*WRITTEN PROBLEM:*
Answer these questions from the commentary on the health care bill below.
(a) How many Senators does the text say have already voted for health reform?
(b) Which Senate process does the text name as the only way left for the bill to pass?
(c) If the bill fails, what new negative narrative does the text say would be added?

*PAGE EXTRACT:*
***
If you've already voted for health reform, which a majority of House members and 59 Senators have, then you're already going to get hit with 100 percent of the hits that accrue to people who vote for Obamacare. Nobody is going to care about the fine nuances of "senate bill" versus "house bill" or whatever. It's Obamacare and you're going to get hit.

The question is whether you'd rather get hit for your participation in a discredited failure that's been abandoned by its own architects, or whether you'd rather get hit for participation in a controversial but successful effort to fulfill the decades-long promise of universal health care? I don't think it's even close. If the bill passes, that generates a positive narrative around the bill that can compete with the negative narrative. If it fails, then you've got all the negative narratives but you also add on a new bonus negative narrative of gridlock and failure.

I think Yglesias is basically right that Democrats who voted for a health care bill will take political hits for doing so regardless of whether or not it passes. The hits might be somewhat weaker if the bill doesn't pass, but yes, those attacks will come no matter what.

Where I'm less inclined to agree with Yglesias is on the second part of his argument. Granted, it's tough to predict how a year's political narrative will shape up months in advance, so he could be right. But he basically assumes that Democrats will be able to gin up some goodwill for the bill if they pass it. Yet given the bill's low and rapidly sinking popularity, I'm skeptical that that will happen.

Moreover, since the only way for the bill to pass at this point is to use the budget reconciliation process in the Senate, passing it would require relying on what will be portrayed as procedural trickery—a circumvention of the Senate's traditional process. Fair or not, I can't imagine that Republicans will talk about it any other way. And if we've learned anything about public opinion during this health care debate, it's that the public doesn't like either drawn out political debates or the messy details of the legislative process; passing the bill using reconciliation is only going to expose them to more of those details, and thus, I suspect, likely to make it even less popular.

So the choice for Democrats may actually be whether they want they want to be portrayed as so single-minded in their determination to push their unpopular agenda on the public that they are willing to use party-line voting and any sort of obscure procedural trickery they can come up with to get it passed, or whether they want to be able to make the argument that they responded to the public's clear concerns and backed off an incredibly unpopular piece of legislation when they had the chance.
***
*SUPPLIED MATERIAL:*
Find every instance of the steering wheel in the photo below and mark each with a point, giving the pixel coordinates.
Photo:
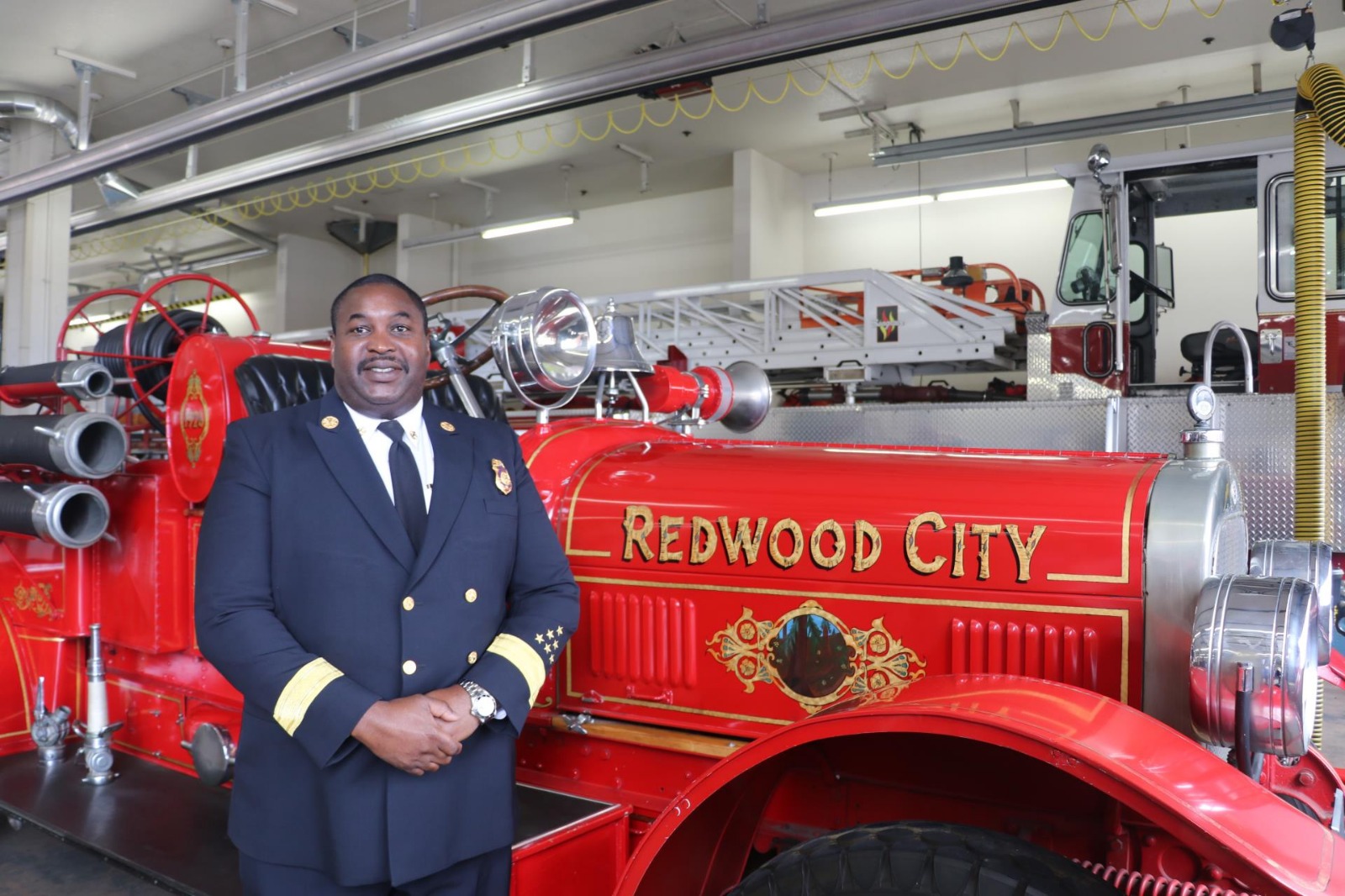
(498, 296)
(1086, 284)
***
*REPLY:*
(a) 59 Senators.
(b) The budget reconciliation process.
(c) A narrative of gridlock and failure.